[Exercise] Could you print all the entries exactly?
--- Recorded information Enclosed Below ---
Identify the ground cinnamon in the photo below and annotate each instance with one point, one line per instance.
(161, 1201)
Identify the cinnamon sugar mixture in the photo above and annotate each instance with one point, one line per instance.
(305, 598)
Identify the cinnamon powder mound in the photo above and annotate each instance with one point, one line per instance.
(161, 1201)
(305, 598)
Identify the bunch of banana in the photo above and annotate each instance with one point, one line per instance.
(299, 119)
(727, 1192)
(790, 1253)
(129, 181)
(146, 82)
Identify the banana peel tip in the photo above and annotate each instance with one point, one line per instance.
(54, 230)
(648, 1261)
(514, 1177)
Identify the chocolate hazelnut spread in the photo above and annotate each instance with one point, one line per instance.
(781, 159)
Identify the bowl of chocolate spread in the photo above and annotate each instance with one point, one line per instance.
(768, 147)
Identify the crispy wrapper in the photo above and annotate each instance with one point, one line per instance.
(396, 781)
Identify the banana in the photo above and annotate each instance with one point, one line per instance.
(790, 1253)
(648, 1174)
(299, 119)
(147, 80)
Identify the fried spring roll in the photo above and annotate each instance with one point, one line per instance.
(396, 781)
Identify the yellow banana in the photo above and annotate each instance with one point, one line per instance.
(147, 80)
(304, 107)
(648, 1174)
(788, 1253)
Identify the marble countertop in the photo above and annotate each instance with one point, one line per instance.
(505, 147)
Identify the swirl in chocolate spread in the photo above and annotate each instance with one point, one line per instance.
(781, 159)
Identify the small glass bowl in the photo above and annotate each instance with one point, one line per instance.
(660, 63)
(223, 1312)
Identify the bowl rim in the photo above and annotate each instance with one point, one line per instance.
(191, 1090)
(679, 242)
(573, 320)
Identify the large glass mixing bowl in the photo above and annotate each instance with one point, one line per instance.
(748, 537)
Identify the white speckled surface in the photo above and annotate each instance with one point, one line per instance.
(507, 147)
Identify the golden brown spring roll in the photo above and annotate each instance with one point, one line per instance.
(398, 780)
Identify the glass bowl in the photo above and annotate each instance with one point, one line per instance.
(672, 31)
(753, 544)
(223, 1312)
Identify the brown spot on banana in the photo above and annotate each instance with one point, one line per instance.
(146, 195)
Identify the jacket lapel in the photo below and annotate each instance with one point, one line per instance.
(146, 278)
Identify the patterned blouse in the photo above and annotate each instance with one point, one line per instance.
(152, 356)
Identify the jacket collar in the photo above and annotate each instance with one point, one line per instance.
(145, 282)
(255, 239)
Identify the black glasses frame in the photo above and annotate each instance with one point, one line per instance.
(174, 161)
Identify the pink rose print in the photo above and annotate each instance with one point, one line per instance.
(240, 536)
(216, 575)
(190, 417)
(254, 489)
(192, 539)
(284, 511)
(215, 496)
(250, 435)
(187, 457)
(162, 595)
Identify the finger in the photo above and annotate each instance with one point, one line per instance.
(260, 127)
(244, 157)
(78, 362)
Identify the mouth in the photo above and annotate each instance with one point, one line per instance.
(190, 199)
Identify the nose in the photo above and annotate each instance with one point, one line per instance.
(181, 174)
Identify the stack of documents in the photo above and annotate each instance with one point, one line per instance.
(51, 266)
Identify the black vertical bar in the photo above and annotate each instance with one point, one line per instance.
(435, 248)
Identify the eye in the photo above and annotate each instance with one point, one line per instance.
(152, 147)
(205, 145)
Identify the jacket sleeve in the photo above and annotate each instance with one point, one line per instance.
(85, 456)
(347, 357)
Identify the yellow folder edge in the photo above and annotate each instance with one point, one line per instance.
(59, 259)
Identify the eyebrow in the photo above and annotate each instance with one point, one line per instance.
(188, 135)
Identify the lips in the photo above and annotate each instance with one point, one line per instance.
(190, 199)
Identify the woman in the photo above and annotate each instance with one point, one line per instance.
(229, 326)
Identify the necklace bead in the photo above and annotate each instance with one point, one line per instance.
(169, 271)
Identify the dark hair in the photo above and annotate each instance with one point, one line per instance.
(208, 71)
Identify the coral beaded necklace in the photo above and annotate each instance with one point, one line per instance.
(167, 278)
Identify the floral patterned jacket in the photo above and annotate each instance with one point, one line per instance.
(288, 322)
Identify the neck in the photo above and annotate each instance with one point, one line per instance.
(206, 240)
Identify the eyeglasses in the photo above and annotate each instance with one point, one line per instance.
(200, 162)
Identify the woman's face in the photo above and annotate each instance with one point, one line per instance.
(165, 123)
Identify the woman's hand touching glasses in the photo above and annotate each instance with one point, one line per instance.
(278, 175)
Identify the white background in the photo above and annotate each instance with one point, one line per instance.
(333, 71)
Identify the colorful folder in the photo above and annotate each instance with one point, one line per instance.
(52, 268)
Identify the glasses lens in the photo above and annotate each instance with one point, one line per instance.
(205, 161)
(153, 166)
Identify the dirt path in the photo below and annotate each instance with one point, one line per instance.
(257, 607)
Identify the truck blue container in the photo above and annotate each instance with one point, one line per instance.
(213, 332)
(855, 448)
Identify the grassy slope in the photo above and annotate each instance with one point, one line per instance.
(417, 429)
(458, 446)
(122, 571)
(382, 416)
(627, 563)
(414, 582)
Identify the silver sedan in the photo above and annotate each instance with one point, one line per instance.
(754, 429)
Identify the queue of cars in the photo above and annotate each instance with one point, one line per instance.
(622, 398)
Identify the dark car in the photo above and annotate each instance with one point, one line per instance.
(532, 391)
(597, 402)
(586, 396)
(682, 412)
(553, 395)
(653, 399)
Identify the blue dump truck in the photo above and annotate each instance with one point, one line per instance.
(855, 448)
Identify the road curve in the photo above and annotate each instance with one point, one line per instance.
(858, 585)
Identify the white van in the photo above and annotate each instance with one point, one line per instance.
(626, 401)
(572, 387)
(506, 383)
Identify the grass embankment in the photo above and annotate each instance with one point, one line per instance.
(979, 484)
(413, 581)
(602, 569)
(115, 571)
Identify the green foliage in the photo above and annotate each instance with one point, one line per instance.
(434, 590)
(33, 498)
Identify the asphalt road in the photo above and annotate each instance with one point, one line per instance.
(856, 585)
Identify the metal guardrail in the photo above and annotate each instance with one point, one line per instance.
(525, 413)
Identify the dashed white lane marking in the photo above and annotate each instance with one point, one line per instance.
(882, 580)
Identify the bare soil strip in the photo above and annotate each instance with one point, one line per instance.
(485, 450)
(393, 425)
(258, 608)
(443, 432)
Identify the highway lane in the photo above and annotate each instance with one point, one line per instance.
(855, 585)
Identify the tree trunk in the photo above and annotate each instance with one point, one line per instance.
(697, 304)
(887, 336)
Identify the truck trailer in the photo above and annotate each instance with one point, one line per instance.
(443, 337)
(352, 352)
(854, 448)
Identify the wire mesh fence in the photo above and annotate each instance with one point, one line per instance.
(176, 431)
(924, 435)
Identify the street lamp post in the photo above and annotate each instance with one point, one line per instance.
--- End of Enclosed Recorded information ---
[Response]
Identify the ground cinnamon in the photo below and annotate each instance with one point, one line per instance.
(161, 1201)
Identify the cinnamon sugar mixture in the photo above and annotate each instance with one point, one line per instance.
(305, 598)
Identify the cinnamon powder mound in the photo above and annotate each instance with one point, one line per instance.
(161, 1201)
(305, 598)
Identify the bunch of banana in the photo above and annotate each instance with one point, one line per instance.
(299, 119)
(727, 1192)
(790, 1253)
(129, 181)
(146, 82)
Identify the banana peel tip in the photo above and annotate each instance with one point, one line per instance.
(54, 230)
(648, 1261)
(514, 1177)
Identify the chocolate hazelnut spread in the photo above and annotate each instance with one point, one line per instance.
(781, 159)
Identify the bowl of chocolate spread in the photo above and annotate each instance with one point, one line per instance.
(768, 147)
Identify the crispy wrapper in the photo above and annotate each instance with one point, one line per instance.
(396, 781)
Identify the banana in the photo above and annotate each instance with one point, one line per instance.
(790, 1253)
(648, 1174)
(299, 119)
(147, 80)
Identify the fried spring roll in the photo above and annotate each instance with one point, one line per instance.
(396, 781)
Identify the yellow banana in the photo above and annotate each instance with one point, one line per instance.
(147, 80)
(304, 107)
(648, 1174)
(788, 1253)
Identify the marble countertop in the photo above and annotate each instance with one point, one line per instance.
(505, 147)
Identify the swirl in chocolate spread in the photo above and annotate each instance with one point, one line per instance.
(781, 159)
Identify the small glass bowl in the photo above and annotate each instance with one point, one line per instance.
(660, 63)
(223, 1312)
Identify the bowl rim in the photo above and annotate each instance with one point, one line per instance.
(191, 1090)
(679, 242)
(573, 320)
Identify the large glass mixing bowl in the photo above and annotate each instance with one point, one line per instance.
(748, 537)
Identify the white speckled surface in the photo above and annotate each instance with one point, one line per instance.
(507, 147)
Identify the golden brown spring roll in the photo above and annotate each instance with one point, one line per instance.
(398, 780)
Identify the glass bowl in the photo above and annotate each instance with one point, one line per instance.
(672, 31)
(753, 544)
(223, 1312)
Identify the brown spot on banana in the photo above and annotate each instance with one point, one line per instance.
(146, 195)
Identify the jacket lapel in the photo below and annotate each instance with one point, one line per instance.
(146, 278)
Identify the patterned blouse in the photo above and annotate each instance with one point, one line per instance.
(152, 356)
Identify the jacket collar in the photo above and annotate each instance with one point, one line per instance.
(145, 282)
(255, 239)
Identify the black glasses frame in the photo above and annotate each instance with one point, one line per instance.
(174, 161)
Identify the pink rose print in the photo above and annotate each instance with one point, one line per instance.
(240, 536)
(216, 575)
(190, 417)
(254, 489)
(192, 539)
(284, 511)
(215, 496)
(250, 435)
(187, 457)
(162, 595)
Identify the finger in the photo above and annotate each instance with one point, one line per instance.
(260, 127)
(244, 157)
(78, 362)
Identify the mouth in the photo above and annotate each instance with one point, one line per instance.
(190, 199)
Identify the nose in the photo above and annotate each instance with one point, one line per instance.
(181, 174)
Identify the stack of documents in the photo above and annotate each instance with one point, one line per instance.
(51, 266)
Identify the black vertical bar in the photo above and annotate each instance with one point, one line per instance.
(435, 248)
Identify the eye in the photo above and annotate each instance with one point, one line per instance.
(152, 147)
(205, 145)
Identify the jacket sleeve in the photo above and annotate each instance with one point, one line per instance.
(85, 456)
(347, 357)
Identify the yellow folder edge in the photo above and annotate each instance with one point, one line per instance.
(59, 259)
Identify the eyebrow in the photo above and annotate each instance with one point, one line per instance.
(188, 135)
Identify the lips in the photo above and annotate each instance with one point, one line per instance.
(190, 199)
Identify the woman in the photo above and annotate each instance with one point, one line per instance.
(229, 326)
Identify the necklace bead in the photo above and annotate each instance with one point, one line per instance.
(169, 271)
Identify the dark hair in the photo above and annotate each instance with one point, one line per instance.
(208, 71)
Identify the coral beaded necklace in the photo above and annotate each instance with one point, one line per instance.
(167, 278)
Identify the floral patterned jacket in the photo above and annotate each instance with one point, one line per instance.
(288, 322)
Identify the neck in the photo above and annotate each instance with one point, one line per instance.
(206, 240)
Identify the eyeglasses in the photo above and annotate each instance with one point, one line per instance.
(200, 162)
Identify the woman's face in the photo above and annotate each instance with one point, one line per instance.
(165, 123)
Identify the woman's hand touching glasses in the photo above and annotate each instance with one point, one line per instance.
(278, 175)
Identify the white background in the photo above and annotate each instance with one point, one line per instance.
(333, 71)
Identify the colorful folder in the photo above and annotate each instance with one point, one line per instance.
(52, 268)
Identify the glasses lens in the photo above and annotate each instance with one point, one line per instance.
(205, 161)
(153, 166)
Identify the dirt path in the photo below and annotate each instance with one point, one line per instance.
(257, 607)
Identify the truck blue container in the photo above and annotate each instance with one point, one line per instance.
(213, 332)
(855, 448)
Identify the grassy slope in the photo above and annotate each instance with one point, one line per instance.
(417, 429)
(458, 446)
(122, 571)
(382, 416)
(627, 563)
(414, 582)
Identify the silver sedan in the photo above and annotate each instance with one point, one line per instance.
(754, 429)
Identify the queue of cars in the photo above and annotate each instance with one point, one line per instance.
(622, 398)
Identify the dark car in the photo above and annotate each instance with one point, one line per instance.
(532, 391)
(597, 402)
(586, 396)
(682, 412)
(553, 395)
(653, 399)
Identify the blue dump truck in the photo above and annotate each instance with one point, one line per instance.
(855, 448)
Identify the road curve in the photo above and annotate each instance with one point, one line per instance.
(858, 585)
Identify the white van in the photo above and annotate each instance with one point, one line per instance.
(626, 401)
(572, 387)
(506, 383)
Identify the grass embankment in the photo above and annotate each instance with one point, one line per instance.
(979, 484)
(413, 581)
(602, 569)
(115, 571)
Identify the green foliage in the photo above and annotate each instance with one point, one line per instance.
(434, 590)
(33, 498)
Identify the asphalt road in the photo above and annotate each instance with one point, one line per instance.
(856, 585)
Identify the metal guardrail in the photo above and annotate each instance with one point, one line per instance.
(525, 413)
Identify the dashed white lane marking in the photo above and annotate each instance with one point, one line per instance.
(882, 580)
Identify the bare soil strip in the photo above and annotate each instance with one point, one line per instance.
(485, 450)
(393, 425)
(258, 608)
(443, 432)
Identify the highway lane in the photo above and annotate each instance with one point, one line per instance.
(855, 585)
Identify the tree trunk in the photo above and annotate each instance with one point, one line per instance.
(697, 304)
(887, 336)
Identify the truck trailer in the photo above and annotate each instance with one point, one line per instance.
(443, 337)
(352, 352)
(854, 448)
Identify the wire mesh fence in the photo above and annotate each instance with one point, one line per instance.
(176, 431)
(924, 435)
Identify the street lamp post in the photo above and annotate each instance with one point, one line per instance.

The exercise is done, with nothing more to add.